**About this exercise:** Transcribe all of the records precisely as they are presented.

· · · ·

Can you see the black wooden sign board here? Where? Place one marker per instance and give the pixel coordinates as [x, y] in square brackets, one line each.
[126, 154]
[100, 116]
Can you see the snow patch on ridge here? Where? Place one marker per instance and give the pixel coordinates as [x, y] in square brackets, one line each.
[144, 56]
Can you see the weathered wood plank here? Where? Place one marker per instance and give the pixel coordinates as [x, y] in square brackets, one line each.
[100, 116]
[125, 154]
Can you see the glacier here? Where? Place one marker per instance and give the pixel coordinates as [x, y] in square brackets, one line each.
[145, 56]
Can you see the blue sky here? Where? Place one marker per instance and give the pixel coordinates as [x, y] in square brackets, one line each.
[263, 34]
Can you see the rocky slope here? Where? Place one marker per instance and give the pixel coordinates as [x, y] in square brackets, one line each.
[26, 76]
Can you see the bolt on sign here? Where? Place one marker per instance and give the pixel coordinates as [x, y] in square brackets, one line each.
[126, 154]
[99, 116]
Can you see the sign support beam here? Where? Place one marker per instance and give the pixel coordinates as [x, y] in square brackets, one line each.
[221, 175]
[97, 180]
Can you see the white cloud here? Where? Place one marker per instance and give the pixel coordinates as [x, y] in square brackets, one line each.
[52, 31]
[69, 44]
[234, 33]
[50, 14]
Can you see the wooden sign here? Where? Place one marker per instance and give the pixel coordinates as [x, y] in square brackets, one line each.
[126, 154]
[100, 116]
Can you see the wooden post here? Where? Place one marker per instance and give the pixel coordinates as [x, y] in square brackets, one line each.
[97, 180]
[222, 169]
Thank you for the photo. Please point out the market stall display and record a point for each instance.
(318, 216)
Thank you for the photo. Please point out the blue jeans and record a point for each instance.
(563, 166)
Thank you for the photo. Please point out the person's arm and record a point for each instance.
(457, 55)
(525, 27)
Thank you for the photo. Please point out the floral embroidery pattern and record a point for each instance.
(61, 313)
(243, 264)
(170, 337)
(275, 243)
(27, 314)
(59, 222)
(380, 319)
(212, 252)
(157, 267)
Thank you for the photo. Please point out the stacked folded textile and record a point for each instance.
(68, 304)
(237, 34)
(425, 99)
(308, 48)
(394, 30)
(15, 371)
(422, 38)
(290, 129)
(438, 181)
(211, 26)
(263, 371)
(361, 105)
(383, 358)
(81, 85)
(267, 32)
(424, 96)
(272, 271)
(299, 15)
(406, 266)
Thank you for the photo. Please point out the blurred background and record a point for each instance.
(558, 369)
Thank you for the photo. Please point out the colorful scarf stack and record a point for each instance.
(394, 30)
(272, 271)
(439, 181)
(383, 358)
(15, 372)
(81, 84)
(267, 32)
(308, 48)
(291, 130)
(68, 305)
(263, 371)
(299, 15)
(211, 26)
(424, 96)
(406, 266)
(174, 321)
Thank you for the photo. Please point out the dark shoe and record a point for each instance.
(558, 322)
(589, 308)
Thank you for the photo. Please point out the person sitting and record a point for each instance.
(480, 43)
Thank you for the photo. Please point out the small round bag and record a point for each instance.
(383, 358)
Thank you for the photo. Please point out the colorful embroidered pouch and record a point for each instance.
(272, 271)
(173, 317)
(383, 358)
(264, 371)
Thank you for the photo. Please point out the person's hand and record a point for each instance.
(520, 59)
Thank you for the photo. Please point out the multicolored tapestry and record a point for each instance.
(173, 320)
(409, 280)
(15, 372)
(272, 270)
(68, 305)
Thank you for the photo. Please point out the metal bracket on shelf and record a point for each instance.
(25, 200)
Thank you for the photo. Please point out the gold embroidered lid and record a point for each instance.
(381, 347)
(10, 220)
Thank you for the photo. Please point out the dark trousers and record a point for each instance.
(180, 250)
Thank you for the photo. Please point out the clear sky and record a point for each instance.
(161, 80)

· · · ·

**Result for this exercise:**
Can you see the black wooden sign board here? Where? Place one marker per instance and give the pixel coordinates as [x, y] in square brackets, one line each.
[126, 154]
[100, 116]
Can you see the snow patch on ridge here? Where? Place one marker per instance and give the pixel coordinates as [x, y] in square brackets, one line each.
[144, 56]
Can you see the weathered wood plank here? Where? Place one marker per instance and give the pixel coordinates as [x, y] in square brackets, one line each.
[100, 116]
[125, 154]
Can you see the glacier here? Where? Place one marker per instance and give the pixel coordinates as [x, y] in square brackets, one line each.
[145, 56]
Can you see the blue sky here? Where? Place one marker per instance and give the pixel coordinates as [x, y] in square brackets, one line each.
[263, 34]
Can you see the rocky slope here? Where? Place one marker per instance and give the pixel coordinates as [x, y] in square brackets, one line each.
[26, 76]
Can you see the bolt on sign here? Where? Place one marker per instance and give the pixel coordinates as [x, y] in square brackets, one line each.
[126, 154]
[99, 116]
Can you see the sign support beam here? Where? Place one marker per instance and give the pixel coordinates as [x, y] in square brackets, one line each.
[221, 175]
[97, 180]
Can you see the white cloud here? Where? Place one marker per instance and give the pixel coordinates as [x, y] in square brackets, one line each.
[52, 31]
[69, 44]
[234, 33]
[50, 14]
Can you see the wooden sign here? Where? Place one marker per instance and give the pixel coordinates as [x, y] in square brackets, one line each.
[126, 154]
[100, 116]
Can you see the wooden post here? Where? Place one marker per instance and give the pixel coordinates as [x, y] in square brackets, one line each.
[97, 180]
[222, 169]
Thank you for the photo. Please point out the market stall display and record a point for each instance.
(318, 216)
Thank you for the photo. Please point out the blue jeans and record a point for each instance.
(563, 166)
Thank you for the photo. Please point out the person's arm and record a point for each instance.
(457, 55)
(525, 27)
Thank you for the photo. Please point out the floral embroidery pattern and record a point for each instance.
(61, 313)
(243, 264)
(170, 337)
(275, 243)
(27, 314)
(59, 222)
(380, 319)
(212, 252)
(157, 267)
Thank you for the photo. Please point out the stacked folded textile and record a point for each instance.
(68, 304)
(237, 34)
(425, 99)
(308, 48)
(394, 30)
(15, 371)
(422, 38)
(290, 129)
(438, 181)
(211, 26)
(263, 371)
(361, 105)
(383, 358)
(81, 85)
(267, 32)
(424, 96)
(272, 271)
(299, 15)
(406, 266)
Thank you for the photo. Please point out the blurred background and record a point for each instance.
(558, 369)
Thank you for the photo. Please point out the colorful scarf stack and record a point for each instance.
(394, 30)
(272, 271)
(439, 181)
(383, 358)
(15, 372)
(81, 84)
(267, 32)
(308, 48)
(291, 130)
(68, 305)
(263, 371)
(299, 15)
(211, 26)
(424, 96)
(406, 266)
(174, 321)
Thank you for the photo. Please point out the dark shoe and record a point for each instance.
(558, 322)
(589, 308)
Thank you for the photo. Please point out the person sitting and record a point for each instance.
(480, 43)
Thank you for the photo. Please point out the small round bag and record a point for each instance.
(383, 358)
Thank you for the photo. Please point out the colorful embroidered pouch and record a point for each instance.
(272, 271)
(173, 317)
(383, 358)
(264, 371)
Thank you for the photo. Please point out the person's hand and record a point for each instance.
(520, 59)
Thank you for the photo. Please point out the multicolored tapestry and record a point for each instance.
(173, 320)
(409, 280)
(15, 372)
(272, 270)
(68, 305)
Thank you for the photo. Please point out the metal bracket on shelf and record a point for each instance.
(25, 200)
Thank you for the photo. Please point out the gold embroidered lid and record a point for each instance.
(381, 347)
(10, 220)
Thank you for the photo. Please point out the dark trousers and record a point for each instance.
(180, 250)
Thank you for the photo. Please point out the clear sky and record a point for each instance.
(161, 80)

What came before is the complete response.